▶ **Exercise instructions**
Which lines of the entries below contain the string "lighthouse"? Pull each of those lines out.

___ Supplied records

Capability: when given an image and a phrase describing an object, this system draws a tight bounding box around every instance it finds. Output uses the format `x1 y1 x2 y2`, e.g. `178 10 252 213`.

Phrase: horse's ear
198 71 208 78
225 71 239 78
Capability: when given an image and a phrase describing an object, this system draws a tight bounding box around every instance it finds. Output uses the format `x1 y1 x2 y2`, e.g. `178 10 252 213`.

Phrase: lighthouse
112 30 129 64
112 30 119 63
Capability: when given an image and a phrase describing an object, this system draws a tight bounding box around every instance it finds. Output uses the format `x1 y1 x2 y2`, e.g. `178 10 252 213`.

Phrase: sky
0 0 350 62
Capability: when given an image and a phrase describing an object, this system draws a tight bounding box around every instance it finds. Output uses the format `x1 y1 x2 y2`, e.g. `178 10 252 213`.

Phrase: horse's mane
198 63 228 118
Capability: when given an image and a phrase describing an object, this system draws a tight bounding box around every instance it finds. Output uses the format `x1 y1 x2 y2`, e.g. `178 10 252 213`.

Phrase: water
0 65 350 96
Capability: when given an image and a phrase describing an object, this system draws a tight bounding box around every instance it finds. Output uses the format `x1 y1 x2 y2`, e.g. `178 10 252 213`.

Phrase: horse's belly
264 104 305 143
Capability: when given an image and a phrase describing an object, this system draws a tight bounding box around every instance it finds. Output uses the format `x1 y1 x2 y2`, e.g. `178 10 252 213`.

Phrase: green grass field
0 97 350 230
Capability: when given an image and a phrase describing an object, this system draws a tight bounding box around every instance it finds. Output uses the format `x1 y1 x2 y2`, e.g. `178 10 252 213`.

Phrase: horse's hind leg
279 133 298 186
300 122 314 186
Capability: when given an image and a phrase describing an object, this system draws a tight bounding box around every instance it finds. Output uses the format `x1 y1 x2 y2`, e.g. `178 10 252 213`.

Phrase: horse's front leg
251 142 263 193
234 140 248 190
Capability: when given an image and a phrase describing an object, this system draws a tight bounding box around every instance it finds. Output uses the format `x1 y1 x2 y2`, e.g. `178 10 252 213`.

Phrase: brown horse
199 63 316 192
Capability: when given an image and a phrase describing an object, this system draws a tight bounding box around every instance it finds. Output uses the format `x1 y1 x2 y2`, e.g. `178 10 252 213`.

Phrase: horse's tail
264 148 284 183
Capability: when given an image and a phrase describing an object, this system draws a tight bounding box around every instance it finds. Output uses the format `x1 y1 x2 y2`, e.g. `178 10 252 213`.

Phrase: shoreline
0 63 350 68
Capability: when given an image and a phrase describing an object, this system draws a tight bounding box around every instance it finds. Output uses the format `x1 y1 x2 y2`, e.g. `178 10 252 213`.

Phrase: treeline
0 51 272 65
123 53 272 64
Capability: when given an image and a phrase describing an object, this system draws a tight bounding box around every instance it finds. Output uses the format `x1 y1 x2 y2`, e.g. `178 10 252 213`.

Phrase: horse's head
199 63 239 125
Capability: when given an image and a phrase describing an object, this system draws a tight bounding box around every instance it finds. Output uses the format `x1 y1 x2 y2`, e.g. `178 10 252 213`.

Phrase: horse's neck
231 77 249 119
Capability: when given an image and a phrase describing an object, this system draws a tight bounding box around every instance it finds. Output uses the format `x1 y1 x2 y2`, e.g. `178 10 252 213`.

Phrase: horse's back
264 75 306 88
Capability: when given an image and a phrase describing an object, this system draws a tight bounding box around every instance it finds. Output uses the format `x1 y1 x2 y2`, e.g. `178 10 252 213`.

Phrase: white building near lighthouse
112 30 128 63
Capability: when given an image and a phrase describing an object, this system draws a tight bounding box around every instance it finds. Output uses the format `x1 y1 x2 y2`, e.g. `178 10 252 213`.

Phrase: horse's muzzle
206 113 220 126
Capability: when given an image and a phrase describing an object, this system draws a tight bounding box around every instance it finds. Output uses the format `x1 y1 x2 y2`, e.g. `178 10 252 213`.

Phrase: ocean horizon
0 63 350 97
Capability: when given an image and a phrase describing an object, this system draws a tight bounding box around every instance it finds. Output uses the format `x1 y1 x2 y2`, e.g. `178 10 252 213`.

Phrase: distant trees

______

▶ **Solution**
Phrase: lighthouse
Phrase: white building near lighthouse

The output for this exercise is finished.